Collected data
-=-=-

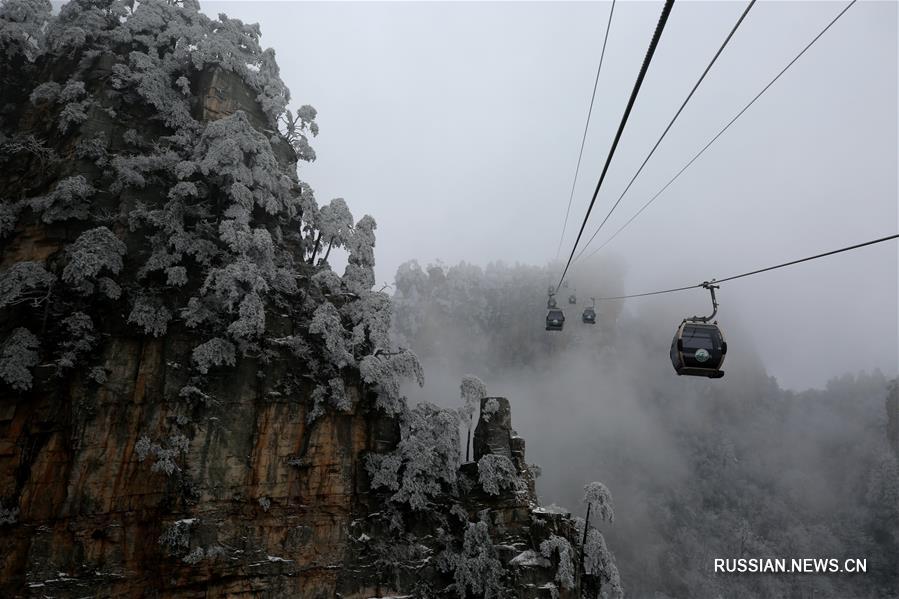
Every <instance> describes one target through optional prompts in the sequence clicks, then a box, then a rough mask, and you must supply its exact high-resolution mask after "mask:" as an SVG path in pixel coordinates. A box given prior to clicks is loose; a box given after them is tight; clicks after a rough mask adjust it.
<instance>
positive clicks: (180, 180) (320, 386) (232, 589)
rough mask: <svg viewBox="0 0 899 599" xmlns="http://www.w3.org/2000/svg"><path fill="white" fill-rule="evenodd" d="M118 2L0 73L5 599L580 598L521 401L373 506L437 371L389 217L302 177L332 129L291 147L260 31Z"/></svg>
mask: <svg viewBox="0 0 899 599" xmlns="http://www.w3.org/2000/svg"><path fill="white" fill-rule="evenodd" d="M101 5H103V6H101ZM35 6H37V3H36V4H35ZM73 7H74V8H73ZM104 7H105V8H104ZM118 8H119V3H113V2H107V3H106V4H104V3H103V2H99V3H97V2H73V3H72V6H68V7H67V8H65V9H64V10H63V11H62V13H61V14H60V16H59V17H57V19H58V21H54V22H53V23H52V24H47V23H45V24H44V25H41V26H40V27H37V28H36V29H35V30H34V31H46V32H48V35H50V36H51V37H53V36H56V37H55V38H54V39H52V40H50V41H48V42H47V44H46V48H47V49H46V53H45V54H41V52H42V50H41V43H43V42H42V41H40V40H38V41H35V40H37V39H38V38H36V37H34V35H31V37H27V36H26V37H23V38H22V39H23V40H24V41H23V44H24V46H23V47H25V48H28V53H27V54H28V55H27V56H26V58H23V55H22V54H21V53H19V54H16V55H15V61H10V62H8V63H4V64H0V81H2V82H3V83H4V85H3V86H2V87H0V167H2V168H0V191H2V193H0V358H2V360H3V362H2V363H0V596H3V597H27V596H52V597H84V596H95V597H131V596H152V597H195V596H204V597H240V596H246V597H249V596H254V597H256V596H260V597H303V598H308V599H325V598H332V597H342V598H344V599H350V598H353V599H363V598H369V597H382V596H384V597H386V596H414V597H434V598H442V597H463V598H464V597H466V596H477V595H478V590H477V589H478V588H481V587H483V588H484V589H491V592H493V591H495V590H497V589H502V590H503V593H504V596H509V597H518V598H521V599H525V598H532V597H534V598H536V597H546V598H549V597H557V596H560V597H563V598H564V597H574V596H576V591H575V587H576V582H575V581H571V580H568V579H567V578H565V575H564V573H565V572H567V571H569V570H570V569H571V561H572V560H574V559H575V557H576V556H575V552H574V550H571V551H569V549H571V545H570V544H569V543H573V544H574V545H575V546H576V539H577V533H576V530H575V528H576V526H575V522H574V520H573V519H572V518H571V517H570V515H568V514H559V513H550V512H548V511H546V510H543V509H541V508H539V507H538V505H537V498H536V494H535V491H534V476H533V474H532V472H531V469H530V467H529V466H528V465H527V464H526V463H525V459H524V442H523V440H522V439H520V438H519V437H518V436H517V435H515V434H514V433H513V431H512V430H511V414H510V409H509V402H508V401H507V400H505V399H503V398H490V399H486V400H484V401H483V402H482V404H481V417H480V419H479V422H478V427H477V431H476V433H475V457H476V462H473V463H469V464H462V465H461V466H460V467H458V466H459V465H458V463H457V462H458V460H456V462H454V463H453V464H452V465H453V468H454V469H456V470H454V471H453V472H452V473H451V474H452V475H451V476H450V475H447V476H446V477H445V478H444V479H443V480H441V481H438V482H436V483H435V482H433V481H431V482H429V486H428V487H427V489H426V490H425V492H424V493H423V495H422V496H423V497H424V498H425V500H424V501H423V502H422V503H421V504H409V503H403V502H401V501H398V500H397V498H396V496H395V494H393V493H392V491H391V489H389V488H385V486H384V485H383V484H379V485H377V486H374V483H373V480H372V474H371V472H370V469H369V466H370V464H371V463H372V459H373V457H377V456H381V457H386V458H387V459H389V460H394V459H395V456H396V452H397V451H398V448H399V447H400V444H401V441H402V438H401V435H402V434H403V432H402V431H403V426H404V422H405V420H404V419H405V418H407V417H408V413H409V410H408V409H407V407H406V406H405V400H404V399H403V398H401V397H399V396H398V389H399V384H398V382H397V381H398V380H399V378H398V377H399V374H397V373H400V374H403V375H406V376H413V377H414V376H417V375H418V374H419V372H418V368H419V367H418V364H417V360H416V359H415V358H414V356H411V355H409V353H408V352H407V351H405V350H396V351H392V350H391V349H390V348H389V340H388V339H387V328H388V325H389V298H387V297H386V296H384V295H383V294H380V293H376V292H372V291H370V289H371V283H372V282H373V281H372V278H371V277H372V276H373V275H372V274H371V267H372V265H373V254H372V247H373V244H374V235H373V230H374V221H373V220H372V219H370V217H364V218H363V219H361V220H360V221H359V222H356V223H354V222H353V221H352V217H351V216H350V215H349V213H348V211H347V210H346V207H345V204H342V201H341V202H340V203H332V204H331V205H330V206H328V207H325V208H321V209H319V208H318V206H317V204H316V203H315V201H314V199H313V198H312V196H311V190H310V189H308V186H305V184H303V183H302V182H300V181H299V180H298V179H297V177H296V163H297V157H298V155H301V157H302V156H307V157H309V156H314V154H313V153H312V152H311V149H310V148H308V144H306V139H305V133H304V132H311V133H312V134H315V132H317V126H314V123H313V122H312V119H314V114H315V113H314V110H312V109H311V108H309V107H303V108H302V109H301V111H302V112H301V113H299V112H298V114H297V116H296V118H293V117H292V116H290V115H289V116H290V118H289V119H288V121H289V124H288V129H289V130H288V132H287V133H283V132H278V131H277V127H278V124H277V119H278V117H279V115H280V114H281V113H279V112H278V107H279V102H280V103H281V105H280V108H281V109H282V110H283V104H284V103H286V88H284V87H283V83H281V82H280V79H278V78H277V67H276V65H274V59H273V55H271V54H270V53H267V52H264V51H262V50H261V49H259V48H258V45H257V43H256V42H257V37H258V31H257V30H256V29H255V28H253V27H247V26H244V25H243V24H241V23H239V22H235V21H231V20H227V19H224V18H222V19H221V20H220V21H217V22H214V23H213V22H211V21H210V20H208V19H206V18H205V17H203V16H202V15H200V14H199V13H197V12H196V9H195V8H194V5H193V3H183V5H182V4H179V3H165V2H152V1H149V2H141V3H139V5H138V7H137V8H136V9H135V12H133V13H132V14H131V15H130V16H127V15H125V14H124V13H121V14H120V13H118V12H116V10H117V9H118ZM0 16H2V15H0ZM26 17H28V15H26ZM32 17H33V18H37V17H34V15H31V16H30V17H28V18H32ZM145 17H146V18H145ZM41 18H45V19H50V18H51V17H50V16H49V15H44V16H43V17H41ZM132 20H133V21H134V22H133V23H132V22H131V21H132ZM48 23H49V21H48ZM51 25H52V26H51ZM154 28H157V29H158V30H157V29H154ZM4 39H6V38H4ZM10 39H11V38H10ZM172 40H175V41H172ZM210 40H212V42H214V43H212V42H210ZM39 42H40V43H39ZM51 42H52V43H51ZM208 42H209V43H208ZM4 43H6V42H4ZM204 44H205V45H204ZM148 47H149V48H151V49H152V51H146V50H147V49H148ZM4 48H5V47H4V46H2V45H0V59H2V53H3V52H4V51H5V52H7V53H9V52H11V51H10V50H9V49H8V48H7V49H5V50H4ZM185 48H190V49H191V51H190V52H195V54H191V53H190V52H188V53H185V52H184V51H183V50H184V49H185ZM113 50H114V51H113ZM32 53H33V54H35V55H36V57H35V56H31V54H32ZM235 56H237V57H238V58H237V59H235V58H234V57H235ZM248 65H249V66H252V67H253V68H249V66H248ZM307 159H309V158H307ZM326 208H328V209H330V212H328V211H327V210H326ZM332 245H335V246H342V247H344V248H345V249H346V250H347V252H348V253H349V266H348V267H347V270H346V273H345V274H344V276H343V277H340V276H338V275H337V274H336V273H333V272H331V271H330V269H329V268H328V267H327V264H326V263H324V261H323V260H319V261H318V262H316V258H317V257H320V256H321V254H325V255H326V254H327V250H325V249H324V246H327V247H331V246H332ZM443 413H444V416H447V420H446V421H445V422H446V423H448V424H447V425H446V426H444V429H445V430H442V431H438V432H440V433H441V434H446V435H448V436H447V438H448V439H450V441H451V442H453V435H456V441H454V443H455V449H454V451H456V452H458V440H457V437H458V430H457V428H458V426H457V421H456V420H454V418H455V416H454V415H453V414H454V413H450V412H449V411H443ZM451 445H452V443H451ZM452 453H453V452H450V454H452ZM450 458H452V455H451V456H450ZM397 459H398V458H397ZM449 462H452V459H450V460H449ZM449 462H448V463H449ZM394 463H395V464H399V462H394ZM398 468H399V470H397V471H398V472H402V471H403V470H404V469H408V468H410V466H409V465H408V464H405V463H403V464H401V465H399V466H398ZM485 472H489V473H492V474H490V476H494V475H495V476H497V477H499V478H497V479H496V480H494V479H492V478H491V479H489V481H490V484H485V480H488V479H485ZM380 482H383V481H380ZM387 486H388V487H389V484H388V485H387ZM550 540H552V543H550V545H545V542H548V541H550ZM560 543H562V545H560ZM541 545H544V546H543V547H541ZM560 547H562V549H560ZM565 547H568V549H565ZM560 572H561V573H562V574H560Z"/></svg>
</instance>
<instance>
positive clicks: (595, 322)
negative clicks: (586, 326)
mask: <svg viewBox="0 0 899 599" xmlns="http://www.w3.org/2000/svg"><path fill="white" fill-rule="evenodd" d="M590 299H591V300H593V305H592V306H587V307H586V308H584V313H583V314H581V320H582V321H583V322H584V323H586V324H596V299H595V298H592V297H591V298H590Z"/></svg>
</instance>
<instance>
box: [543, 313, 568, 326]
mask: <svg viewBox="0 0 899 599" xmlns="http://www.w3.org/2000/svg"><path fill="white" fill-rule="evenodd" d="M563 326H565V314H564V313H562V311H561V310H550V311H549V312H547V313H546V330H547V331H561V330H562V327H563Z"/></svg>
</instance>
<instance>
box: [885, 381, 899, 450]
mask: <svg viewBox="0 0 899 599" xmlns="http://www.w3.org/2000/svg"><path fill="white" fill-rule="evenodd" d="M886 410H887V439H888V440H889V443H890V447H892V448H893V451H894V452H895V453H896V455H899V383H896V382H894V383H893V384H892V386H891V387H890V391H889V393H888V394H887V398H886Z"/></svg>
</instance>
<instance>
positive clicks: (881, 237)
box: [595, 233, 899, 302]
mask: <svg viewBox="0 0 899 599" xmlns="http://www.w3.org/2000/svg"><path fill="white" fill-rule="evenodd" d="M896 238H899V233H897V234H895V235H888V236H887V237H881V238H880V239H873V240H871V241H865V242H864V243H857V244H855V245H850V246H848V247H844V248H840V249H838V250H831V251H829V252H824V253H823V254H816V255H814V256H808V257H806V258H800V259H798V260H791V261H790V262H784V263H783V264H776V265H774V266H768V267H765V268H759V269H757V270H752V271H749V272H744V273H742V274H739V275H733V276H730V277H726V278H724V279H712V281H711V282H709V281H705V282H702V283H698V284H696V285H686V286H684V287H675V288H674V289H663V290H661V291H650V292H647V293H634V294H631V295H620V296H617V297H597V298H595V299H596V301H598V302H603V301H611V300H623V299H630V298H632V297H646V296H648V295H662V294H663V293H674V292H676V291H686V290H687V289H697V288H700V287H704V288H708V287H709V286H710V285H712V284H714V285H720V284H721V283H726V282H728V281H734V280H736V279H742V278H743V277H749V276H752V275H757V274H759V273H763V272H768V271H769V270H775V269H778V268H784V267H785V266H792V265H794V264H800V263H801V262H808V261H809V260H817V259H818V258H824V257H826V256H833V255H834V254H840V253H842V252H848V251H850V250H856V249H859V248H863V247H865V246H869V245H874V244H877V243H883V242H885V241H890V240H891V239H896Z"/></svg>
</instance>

-=-=-

--- WHAT TO DO ---
From the records above, copy each line in which the string "positive" occurs.

--- COMPLETED EXERCISE ---
positive clicks: (180, 180) (320, 386) (232, 589)
positive clicks: (595, 322)
positive clicks: (881, 237)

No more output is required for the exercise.